Treat the line containing "Target: upper story window" as the first line and the final line of the material below as the last; reproduce that range exactly.

** begin **

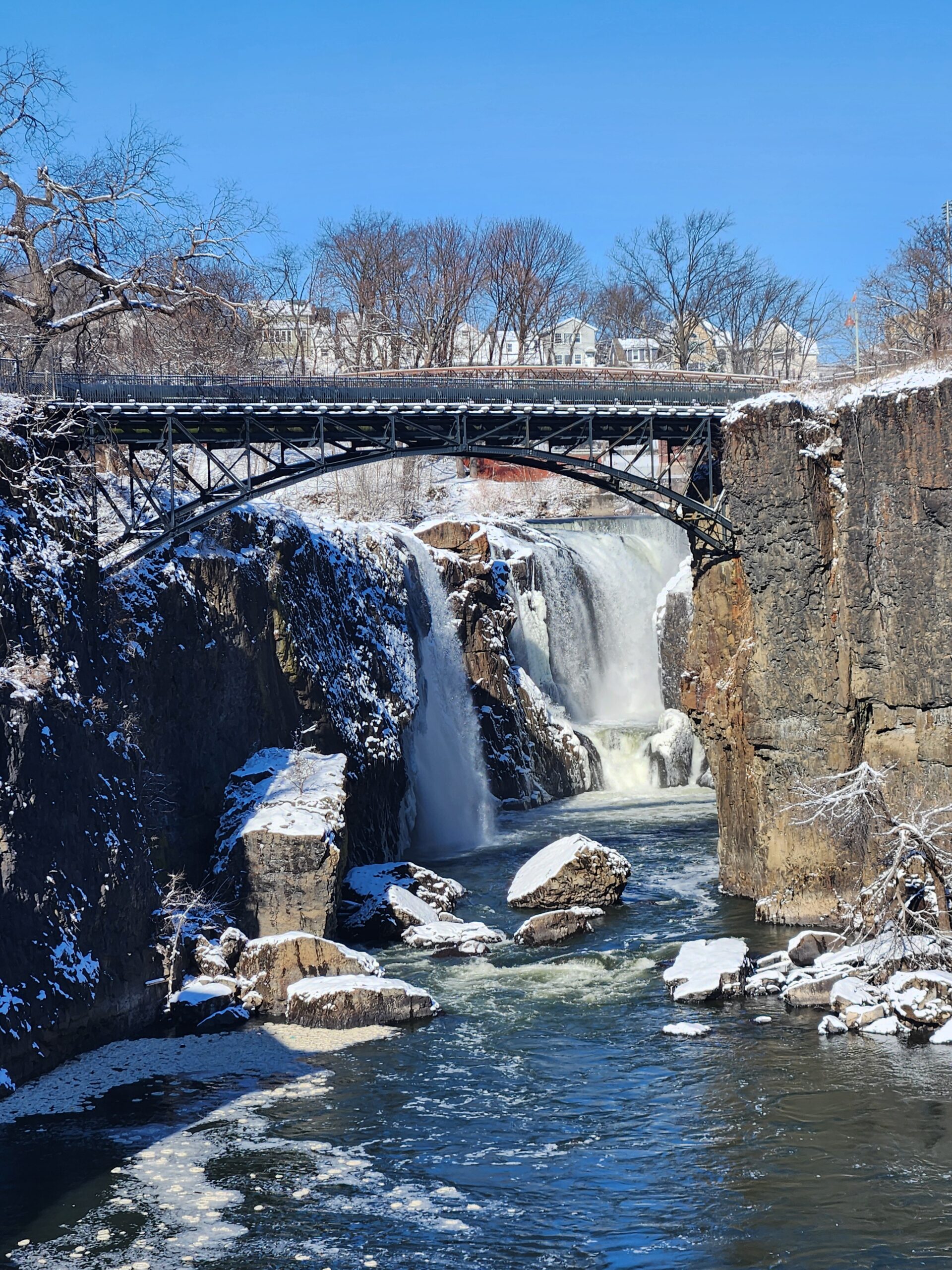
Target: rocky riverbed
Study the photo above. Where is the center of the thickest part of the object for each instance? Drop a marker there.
(543, 1117)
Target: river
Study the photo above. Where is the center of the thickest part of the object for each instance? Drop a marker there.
(543, 1121)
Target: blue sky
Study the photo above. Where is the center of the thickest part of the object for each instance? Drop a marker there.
(823, 127)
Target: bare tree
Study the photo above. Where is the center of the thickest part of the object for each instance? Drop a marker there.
(361, 267)
(908, 305)
(536, 273)
(678, 270)
(89, 239)
(909, 847)
(447, 268)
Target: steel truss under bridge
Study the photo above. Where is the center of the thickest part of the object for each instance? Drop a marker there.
(169, 464)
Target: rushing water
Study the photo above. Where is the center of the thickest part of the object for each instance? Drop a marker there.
(586, 620)
(543, 1121)
(452, 801)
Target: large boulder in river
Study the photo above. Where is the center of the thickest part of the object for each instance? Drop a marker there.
(381, 901)
(470, 939)
(273, 963)
(706, 969)
(556, 925)
(805, 948)
(282, 840)
(198, 1000)
(574, 870)
(357, 1001)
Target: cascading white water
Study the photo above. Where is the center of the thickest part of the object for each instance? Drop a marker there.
(448, 770)
(586, 631)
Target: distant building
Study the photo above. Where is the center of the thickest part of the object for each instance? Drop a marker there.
(298, 337)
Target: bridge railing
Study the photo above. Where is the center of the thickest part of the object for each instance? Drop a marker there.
(481, 385)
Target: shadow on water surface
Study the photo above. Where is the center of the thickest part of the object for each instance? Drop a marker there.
(543, 1122)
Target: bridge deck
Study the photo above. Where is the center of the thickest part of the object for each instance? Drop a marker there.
(653, 440)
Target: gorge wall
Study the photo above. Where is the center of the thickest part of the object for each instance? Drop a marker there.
(128, 702)
(828, 642)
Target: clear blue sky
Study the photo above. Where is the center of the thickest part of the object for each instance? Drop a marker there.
(823, 126)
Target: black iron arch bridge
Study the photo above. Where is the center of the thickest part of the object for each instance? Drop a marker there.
(171, 452)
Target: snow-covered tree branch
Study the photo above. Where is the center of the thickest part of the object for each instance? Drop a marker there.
(83, 241)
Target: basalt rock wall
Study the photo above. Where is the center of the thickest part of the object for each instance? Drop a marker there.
(828, 642)
(76, 887)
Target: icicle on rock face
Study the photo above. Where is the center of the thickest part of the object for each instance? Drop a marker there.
(445, 756)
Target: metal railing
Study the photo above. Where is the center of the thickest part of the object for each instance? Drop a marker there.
(480, 385)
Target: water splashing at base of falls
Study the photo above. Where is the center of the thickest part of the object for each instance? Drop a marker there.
(586, 632)
(446, 761)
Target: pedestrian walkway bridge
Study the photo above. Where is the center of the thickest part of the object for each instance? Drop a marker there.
(169, 452)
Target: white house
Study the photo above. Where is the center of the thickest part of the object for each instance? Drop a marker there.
(639, 353)
(298, 337)
(570, 343)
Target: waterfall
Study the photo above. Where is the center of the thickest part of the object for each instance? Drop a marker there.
(586, 632)
(445, 755)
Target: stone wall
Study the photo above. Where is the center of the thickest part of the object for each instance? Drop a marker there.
(829, 640)
(76, 888)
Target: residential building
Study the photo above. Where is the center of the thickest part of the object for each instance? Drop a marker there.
(298, 337)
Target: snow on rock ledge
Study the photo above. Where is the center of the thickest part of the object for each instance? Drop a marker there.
(384, 899)
(709, 968)
(573, 870)
(556, 925)
(472, 939)
(197, 1001)
(357, 1001)
(282, 840)
(272, 964)
(673, 752)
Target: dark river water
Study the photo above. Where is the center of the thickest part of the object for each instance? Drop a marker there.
(543, 1121)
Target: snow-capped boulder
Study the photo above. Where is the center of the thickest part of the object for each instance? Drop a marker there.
(569, 872)
(232, 942)
(887, 1026)
(357, 1001)
(196, 1001)
(766, 983)
(670, 751)
(805, 948)
(556, 925)
(381, 901)
(852, 992)
(922, 999)
(862, 1016)
(210, 958)
(223, 1020)
(273, 963)
(463, 937)
(812, 990)
(705, 969)
(282, 840)
(686, 1029)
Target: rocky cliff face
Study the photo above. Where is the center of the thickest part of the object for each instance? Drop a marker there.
(827, 643)
(244, 639)
(76, 889)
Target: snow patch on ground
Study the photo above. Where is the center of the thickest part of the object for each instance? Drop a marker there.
(258, 1051)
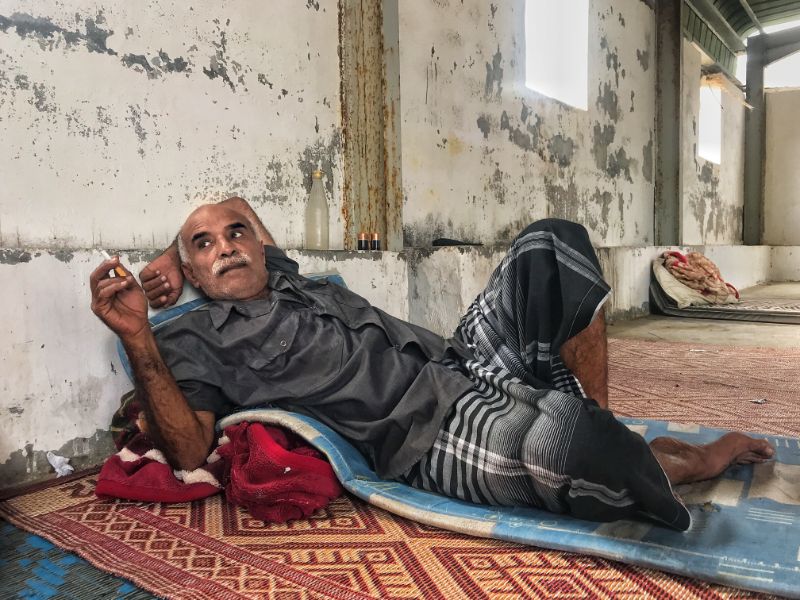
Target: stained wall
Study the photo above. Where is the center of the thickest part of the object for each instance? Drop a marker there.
(712, 194)
(782, 176)
(482, 155)
(115, 120)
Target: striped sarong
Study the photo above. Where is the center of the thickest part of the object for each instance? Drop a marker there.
(526, 435)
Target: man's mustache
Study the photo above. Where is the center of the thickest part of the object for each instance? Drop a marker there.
(222, 264)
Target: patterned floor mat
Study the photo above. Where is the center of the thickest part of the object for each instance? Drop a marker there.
(352, 550)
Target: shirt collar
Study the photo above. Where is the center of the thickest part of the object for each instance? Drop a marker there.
(220, 310)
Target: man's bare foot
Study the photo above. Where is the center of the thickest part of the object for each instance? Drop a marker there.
(686, 463)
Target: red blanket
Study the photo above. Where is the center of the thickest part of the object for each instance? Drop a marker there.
(273, 473)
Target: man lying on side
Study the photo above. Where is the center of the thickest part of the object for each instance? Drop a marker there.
(508, 411)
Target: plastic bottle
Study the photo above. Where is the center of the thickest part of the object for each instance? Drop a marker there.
(317, 215)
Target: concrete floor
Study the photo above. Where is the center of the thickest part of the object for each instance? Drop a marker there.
(710, 331)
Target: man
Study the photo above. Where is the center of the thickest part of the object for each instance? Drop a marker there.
(498, 414)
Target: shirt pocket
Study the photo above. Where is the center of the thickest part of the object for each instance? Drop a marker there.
(302, 355)
(276, 343)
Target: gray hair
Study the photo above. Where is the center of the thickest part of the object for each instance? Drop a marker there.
(182, 253)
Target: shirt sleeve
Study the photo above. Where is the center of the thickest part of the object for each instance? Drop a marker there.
(277, 260)
(201, 396)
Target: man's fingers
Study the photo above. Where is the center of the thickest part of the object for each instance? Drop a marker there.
(154, 283)
(107, 288)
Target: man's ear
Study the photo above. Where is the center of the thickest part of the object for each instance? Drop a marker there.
(188, 272)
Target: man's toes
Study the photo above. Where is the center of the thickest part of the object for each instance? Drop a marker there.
(763, 448)
(747, 458)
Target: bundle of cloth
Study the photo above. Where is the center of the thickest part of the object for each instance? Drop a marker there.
(271, 472)
(692, 280)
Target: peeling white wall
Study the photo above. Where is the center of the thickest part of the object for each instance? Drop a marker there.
(712, 196)
(444, 281)
(782, 175)
(482, 156)
(785, 263)
(116, 118)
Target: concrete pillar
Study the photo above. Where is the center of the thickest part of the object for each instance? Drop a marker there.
(754, 143)
(669, 44)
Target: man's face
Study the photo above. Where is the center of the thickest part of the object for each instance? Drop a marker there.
(226, 259)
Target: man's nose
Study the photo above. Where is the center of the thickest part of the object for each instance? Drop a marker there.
(226, 247)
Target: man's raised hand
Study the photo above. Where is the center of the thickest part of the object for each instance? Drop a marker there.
(118, 301)
(162, 279)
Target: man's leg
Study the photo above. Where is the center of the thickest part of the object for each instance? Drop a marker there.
(686, 463)
(586, 355)
(545, 293)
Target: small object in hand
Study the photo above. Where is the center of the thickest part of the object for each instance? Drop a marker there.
(116, 271)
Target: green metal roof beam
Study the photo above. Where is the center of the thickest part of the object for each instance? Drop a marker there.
(752, 15)
(717, 23)
(781, 44)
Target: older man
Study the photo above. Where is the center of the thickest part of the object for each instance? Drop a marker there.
(500, 413)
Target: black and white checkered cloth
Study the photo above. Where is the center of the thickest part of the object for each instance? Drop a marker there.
(526, 435)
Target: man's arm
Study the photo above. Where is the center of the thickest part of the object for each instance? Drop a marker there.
(183, 435)
(162, 279)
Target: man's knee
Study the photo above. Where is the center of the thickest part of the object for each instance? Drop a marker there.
(561, 228)
(571, 234)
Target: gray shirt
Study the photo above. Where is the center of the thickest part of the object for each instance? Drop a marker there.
(319, 349)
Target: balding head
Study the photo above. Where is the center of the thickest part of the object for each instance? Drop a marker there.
(221, 254)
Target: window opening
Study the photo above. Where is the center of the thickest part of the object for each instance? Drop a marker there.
(709, 142)
(557, 50)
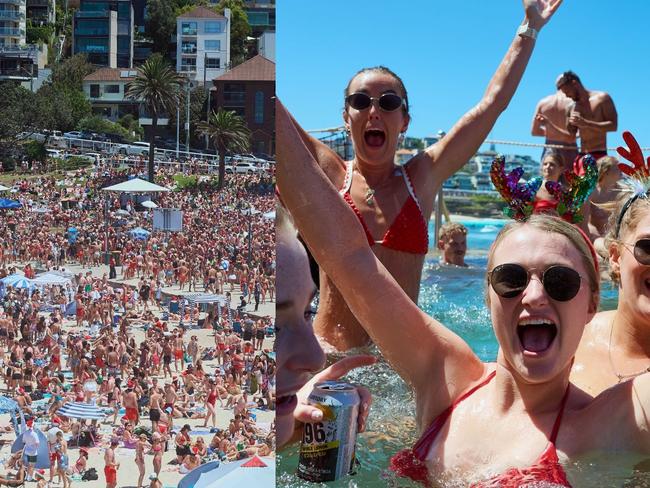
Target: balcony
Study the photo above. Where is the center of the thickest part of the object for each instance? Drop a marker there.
(11, 15)
(11, 32)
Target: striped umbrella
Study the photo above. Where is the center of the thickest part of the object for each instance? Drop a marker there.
(80, 410)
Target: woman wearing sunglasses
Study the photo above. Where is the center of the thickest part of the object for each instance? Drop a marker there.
(513, 422)
(395, 203)
(616, 344)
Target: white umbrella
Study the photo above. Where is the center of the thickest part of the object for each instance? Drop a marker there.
(149, 204)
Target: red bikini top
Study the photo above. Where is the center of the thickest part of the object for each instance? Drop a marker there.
(408, 232)
(410, 462)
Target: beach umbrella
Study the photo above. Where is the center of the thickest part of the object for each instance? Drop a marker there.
(8, 405)
(80, 410)
(139, 233)
(255, 471)
(149, 204)
(6, 204)
(18, 281)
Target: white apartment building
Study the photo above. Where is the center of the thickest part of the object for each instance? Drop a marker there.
(202, 44)
(12, 22)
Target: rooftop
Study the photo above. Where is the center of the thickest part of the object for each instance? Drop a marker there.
(112, 74)
(255, 69)
(201, 13)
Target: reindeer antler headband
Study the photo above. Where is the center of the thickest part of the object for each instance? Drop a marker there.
(520, 196)
(637, 181)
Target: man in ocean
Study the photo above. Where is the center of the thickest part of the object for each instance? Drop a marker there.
(550, 121)
(452, 242)
(592, 115)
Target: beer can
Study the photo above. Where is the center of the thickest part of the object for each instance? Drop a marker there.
(327, 451)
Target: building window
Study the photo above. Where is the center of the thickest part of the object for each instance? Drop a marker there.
(188, 47)
(259, 107)
(188, 64)
(213, 63)
(212, 45)
(188, 28)
(212, 27)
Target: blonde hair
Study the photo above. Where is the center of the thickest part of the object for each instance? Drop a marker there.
(552, 225)
(450, 228)
(634, 213)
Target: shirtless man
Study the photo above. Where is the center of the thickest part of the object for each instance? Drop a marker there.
(155, 407)
(130, 401)
(593, 114)
(111, 467)
(550, 121)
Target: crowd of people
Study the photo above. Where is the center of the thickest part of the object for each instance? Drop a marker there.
(127, 341)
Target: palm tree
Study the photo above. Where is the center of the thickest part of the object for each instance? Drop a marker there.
(228, 132)
(157, 86)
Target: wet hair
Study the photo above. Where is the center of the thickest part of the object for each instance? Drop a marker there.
(552, 225)
(566, 77)
(383, 70)
(633, 214)
(450, 228)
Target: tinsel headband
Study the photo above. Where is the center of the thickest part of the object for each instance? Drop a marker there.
(637, 181)
(520, 197)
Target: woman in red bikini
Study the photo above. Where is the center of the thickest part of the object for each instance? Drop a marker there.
(513, 422)
(394, 203)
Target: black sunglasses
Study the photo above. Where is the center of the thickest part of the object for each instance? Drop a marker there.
(641, 251)
(388, 102)
(560, 282)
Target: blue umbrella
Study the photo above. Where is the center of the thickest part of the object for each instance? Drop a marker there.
(5, 204)
(140, 233)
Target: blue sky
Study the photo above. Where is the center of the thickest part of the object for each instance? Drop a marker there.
(446, 53)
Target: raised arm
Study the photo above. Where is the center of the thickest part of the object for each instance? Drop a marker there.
(424, 353)
(462, 142)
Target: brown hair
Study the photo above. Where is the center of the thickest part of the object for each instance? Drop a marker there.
(552, 225)
(630, 220)
(382, 70)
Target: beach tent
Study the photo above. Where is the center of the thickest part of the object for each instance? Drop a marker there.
(256, 471)
(43, 455)
(18, 281)
(50, 279)
(6, 204)
(140, 233)
(136, 185)
(149, 204)
(80, 410)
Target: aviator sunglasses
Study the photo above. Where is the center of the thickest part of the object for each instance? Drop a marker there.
(560, 282)
(641, 251)
(388, 102)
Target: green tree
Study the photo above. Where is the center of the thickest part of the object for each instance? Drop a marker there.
(157, 87)
(240, 29)
(161, 24)
(228, 132)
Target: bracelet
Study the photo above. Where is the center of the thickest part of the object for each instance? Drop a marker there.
(525, 31)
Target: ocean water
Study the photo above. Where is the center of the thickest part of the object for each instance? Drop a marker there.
(455, 296)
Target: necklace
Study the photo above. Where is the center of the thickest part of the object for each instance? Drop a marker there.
(620, 377)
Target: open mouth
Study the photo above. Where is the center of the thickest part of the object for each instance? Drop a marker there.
(374, 137)
(286, 404)
(536, 336)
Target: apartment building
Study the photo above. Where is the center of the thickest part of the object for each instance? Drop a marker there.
(203, 44)
(104, 31)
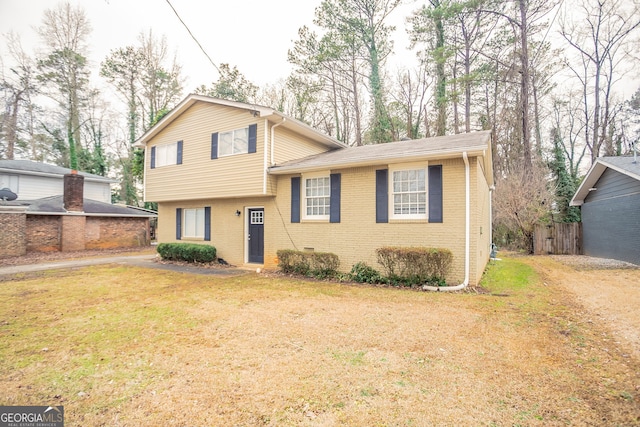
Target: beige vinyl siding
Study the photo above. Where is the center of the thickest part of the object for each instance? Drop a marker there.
(200, 177)
(291, 146)
(484, 221)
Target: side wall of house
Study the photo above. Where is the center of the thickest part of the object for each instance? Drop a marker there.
(483, 226)
(610, 219)
(44, 233)
(13, 223)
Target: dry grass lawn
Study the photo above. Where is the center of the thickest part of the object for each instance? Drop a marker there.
(126, 346)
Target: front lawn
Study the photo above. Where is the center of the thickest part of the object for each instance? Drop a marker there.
(120, 345)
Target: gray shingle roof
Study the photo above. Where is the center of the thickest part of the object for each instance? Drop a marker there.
(475, 143)
(55, 204)
(38, 168)
(622, 164)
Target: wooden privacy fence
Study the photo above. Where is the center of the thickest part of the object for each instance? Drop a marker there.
(558, 239)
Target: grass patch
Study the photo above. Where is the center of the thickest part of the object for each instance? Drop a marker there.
(508, 275)
(132, 346)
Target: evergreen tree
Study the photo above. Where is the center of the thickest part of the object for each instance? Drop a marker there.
(565, 186)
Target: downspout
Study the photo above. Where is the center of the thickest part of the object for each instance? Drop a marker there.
(265, 169)
(467, 236)
(273, 135)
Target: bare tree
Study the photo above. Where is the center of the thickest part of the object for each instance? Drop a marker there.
(598, 32)
(65, 31)
(18, 84)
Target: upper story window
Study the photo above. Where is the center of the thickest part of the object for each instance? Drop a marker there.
(166, 154)
(317, 197)
(409, 191)
(10, 182)
(237, 141)
(233, 142)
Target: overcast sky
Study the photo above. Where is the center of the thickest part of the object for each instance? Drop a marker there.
(253, 35)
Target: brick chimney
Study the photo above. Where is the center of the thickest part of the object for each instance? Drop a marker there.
(73, 192)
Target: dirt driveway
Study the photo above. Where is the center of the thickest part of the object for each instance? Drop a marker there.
(608, 290)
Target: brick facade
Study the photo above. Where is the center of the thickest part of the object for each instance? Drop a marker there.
(72, 231)
(44, 233)
(13, 226)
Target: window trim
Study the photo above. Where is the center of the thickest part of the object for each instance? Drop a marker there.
(161, 151)
(202, 225)
(232, 131)
(303, 196)
(408, 167)
(15, 187)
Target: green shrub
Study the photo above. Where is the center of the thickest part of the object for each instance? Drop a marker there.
(189, 252)
(414, 266)
(313, 264)
(362, 273)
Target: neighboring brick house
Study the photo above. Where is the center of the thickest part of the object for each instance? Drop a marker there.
(250, 181)
(35, 180)
(70, 222)
(609, 200)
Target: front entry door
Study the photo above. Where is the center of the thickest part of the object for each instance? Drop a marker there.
(256, 235)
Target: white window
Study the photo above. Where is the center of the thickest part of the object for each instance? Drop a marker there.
(10, 182)
(193, 224)
(166, 154)
(233, 142)
(317, 197)
(409, 190)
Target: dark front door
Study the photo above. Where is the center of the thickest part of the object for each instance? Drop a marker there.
(256, 235)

** end **

### Expected answer
Target: upper story window
Study the photo above. Where is the center of the thickest part of the object for each instance? Drop a marker there.
(166, 154)
(317, 197)
(409, 191)
(10, 182)
(237, 141)
(233, 142)
Target: overcast sky
Study the photo above. Where is the center of the thickest part of the object for each instance? Drop a marker there.
(253, 35)
Target: brick chimney
Study the photo above. Where is the center of the thickest part of the object for each instance? Drop a marker there.
(73, 192)
Target: dirt driveway
Study the photo above. Where is the center of the thickest part of the object for each instance? Drop a marker there.
(608, 290)
Target: brick facade
Study the photo above. Where is the center of the thickest part of the object for each instance? Drop a marker there.
(72, 231)
(44, 233)
(13, 226)
Target: window trim
Study the photo above. Where is the center of the thickest part of the object for each instance? Drop a marker there.
(161, 151)
(202, 225)
(232, 131)
(303, 196)
(408, 167)
(15, 187)
Target: green shrub
Study the photo above. Where is the center of the thickest part of the object for each instance? Drop a marker there.
(189, 252)
(414, 266)
(313, 264)
(362, 273)
Target: neighboring brick house
Study the photo above. Where is the center of the thickest part of the object for each instance? Drop a marker there.
(250, 181)
(35, 180)
(70, 222)
(609, 200)
Target: front entry door
Study the photo above. Where is the center of the thickest part of the object for each instance? Drop a marker there.
(256, 235)
Target: white window
Study the photo above. Where is the center of the thickest part of the object for each instance? Drop a marker there.
(10, 182)
(193, 224)
(166, 154)
(233, 142)
(317, 197)
(409, 190)
Target: dark front door
Study the photo above. Where is the center of the thickest part of the object for each instance? Drop a marker there.
(256, 235)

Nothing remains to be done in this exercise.